--- Passage given ---
By Ishan Dasgupta

Caster Semenya, former world champion sprinter, was recently named to the initial Olympic team for South Africa. Her journey to this position, however, was anything but usual.


Although Semenya’s winning time in the 2009 World Championships was enough to earn her gold, it was not a result that should have raised suspicion of unfair advantages or use of performance enhancing drugs. Rather, her “manly” physique and complaints from her fellow competitors set into motion a lengthy gender verification process that the IAAF said it was “obliged” to conduct. After months of public humiliation and scrutiny, Semenya was cleared to return to competition, but the controversy was just getting started.


While Semenya was able to avoid a permanent ban and return to her sport, the circumstances of her situation sent both the popular press and academics into a tizzy. Countless articles were published both defending and questioning Semenya’s right to compete with women. Some criticized the IAFF for conducting the test in the first place, while others pointed out the difficulties inherent in making such decisions involving intersex athletes.


Her circumstances apparently became so groundbreaking that the IAFF changed their gender verification policy just to address her case. Their decision was to not limit competitors based on often-inappropriate conceptions of gender and sex, but rather on the level of androgens, specifically testosterone, produced by the woman’s body (a decision that actually favored and allowed for Semenya to compete).


This seems like a reasonable limitation that is based on the objective measurement of a hormone rather than human bias right?


Wrong, at least according to a Stanford bioethicist and her peers in their recent paper criticizing the IAFF’s androgen exclusion criteria. Katrina Karkazis argues that this policy is wrong for three major reasons: (1) the underlying assumption that testosterone is responsible for what makes an athlete athletic is false; (2) the policymaking process that arrived at this criteria was established by individuals not well qualified to make the decision in the first place; and (3) that this new policy makes it very difficult to achieve fairness and equality for female athletes.


Without going too deeply into the specifics of Karkazis et. al’s arguments, I will say that, for the most part, I whole-heartedly agree with their claims and the evidence they use to support them. That does not, however, preclude me from arguing  (as I did with coauthor Dan O’Connor in a commentary on Karkazis’ article) that the reality of elite sports is no longer about fair play and the display of natural gifts and hard work—it is about entertainment derived from competition, pure and simple.


Under this conception of elite sport, it is hard to see why it matters that the androgen exclusion criteria might be unfair to some people. The true nature of elite sport makes it so participation is not a right, but a privilege of those best able to follow the wholly-arbitrary rules that delimit the competition-ensuring parameters of the game. Rules and regulations in sport are constantly changed based on seemingly arbitrary reasons—sometimes to maintain fairness while other times to increase attendance.


Even in instances where the changes are made under the guise of equality and safety the underlying motivation is often to increase competition. Take restrictor plates in NASCAR that make it so cars can only hit a certain maximum speed. The rules were made to increase the competitiveness of the race and allow fans of different teams to have the ability to cheer on their driver, and not have races determined solely by those teams able to afford the best equipment.

--- Data ---
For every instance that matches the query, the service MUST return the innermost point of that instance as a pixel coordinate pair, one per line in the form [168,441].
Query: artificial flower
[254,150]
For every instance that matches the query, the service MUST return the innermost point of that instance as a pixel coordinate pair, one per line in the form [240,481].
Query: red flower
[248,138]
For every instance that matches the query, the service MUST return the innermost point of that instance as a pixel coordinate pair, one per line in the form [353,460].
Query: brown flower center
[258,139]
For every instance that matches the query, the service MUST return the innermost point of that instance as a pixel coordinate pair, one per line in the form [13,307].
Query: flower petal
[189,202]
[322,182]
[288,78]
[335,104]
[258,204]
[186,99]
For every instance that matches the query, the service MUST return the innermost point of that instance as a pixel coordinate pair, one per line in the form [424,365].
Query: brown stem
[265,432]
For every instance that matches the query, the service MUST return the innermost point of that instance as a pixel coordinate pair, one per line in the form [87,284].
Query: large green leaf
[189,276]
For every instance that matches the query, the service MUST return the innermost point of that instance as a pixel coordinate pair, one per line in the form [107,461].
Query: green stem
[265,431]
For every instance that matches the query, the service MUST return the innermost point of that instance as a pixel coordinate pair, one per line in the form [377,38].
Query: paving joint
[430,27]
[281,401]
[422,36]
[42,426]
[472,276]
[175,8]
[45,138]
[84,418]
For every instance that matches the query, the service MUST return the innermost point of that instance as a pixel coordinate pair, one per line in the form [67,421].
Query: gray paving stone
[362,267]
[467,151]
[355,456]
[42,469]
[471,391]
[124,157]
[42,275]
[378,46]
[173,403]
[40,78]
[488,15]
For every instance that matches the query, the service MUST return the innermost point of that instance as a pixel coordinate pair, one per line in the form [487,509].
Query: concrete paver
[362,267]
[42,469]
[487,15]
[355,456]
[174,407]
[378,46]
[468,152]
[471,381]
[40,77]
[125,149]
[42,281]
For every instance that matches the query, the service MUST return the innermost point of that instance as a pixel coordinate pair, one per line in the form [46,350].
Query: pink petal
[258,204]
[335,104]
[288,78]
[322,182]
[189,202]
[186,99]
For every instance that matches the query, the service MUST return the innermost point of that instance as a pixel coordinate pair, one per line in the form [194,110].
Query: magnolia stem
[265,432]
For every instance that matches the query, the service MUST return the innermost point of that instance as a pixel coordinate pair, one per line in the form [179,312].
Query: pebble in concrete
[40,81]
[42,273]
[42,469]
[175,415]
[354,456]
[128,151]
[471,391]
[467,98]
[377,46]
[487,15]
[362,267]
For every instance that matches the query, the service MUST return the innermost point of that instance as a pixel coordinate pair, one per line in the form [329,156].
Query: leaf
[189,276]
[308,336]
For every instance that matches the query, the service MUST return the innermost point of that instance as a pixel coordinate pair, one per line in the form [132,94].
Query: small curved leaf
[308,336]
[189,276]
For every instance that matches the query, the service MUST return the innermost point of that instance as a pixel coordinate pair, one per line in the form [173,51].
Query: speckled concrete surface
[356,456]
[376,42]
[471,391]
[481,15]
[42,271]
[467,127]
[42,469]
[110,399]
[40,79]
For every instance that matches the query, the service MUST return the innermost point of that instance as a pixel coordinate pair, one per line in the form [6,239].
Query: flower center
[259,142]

--- Task goal ---
In the article on Caster Semenya, what NASCAR device limits cars to a certain maximum speed? These entries come from a source separate from the article.

--- Written answer ---
Restrictor plates.